* [TASK INPUT]:
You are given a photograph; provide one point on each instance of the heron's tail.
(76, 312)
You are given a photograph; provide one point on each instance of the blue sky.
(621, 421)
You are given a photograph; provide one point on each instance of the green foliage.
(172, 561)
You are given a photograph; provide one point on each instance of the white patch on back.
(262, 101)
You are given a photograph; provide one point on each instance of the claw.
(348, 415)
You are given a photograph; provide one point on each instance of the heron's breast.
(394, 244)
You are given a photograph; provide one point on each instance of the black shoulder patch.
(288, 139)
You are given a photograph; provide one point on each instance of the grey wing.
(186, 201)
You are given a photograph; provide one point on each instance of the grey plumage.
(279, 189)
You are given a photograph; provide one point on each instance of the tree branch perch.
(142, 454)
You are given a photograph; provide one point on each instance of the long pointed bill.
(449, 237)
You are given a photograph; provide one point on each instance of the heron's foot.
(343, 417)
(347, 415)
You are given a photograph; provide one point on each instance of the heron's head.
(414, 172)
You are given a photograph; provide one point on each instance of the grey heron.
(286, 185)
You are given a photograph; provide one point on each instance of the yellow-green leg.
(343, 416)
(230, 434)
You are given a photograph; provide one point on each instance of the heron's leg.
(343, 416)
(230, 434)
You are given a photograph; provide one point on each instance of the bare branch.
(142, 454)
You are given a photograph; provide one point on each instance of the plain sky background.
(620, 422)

* [YOUR TASK]: Copy every entry above word for word, in the same order.

* [CORRECT ANSWER]:
You are given a photograph; provide one point on each instance of the heron's tail.
(76, 312)
You are given a photograph; provide one point on each instance of the blue sky.
(621, 421)
You are given a photograph; provide one point on each instance of the green foliage.
(172, 561)
You are given a photograph; provide one point on each instance of the white patch on back.
(262, 101)
You are given a photograph; provide one point on each instance of the claw.
(348, 415)
You are given a photograph; provide one point on each instance of the heron's breast.
(394, 244)
You are given a photograph; provide one point on each instance of the black shoulder patch.
(288, 139)
You are given a photograph; provide one point on each instance of the grey wing.
(186, 201)
You are given a photograph; provide one point on each instance of the grey plumage.
(279, 189)
You are given a photograph; provide one point on each instance of the tree branch perch.
(142, 454)
You are given a photograph; provide one point on each instance of the long pointed bill.
(449, 237)
You are given a photograph; provide one point on each instance of the heron's foot.
(343, 417)
(347, 415)
You are given a photograph; provide one point on each instance of the heron's head.
(414, 172)
You are given a photograph; provide one point on each instance of the grey heron.
(286, 185)
You are given a photograph; provide one point on each instance of the yellow-green leg.
(343, 416)
(230, 434)
You are given a photograph; provide one point on each instance of the heron's leg.
(343, 416)
(230, 434)
You are given a photograph; provide one point on each instance of the bare branch.
(142, 454)
You are given a photograph; provide one point on each instance of the plain sky background.
(620, 422)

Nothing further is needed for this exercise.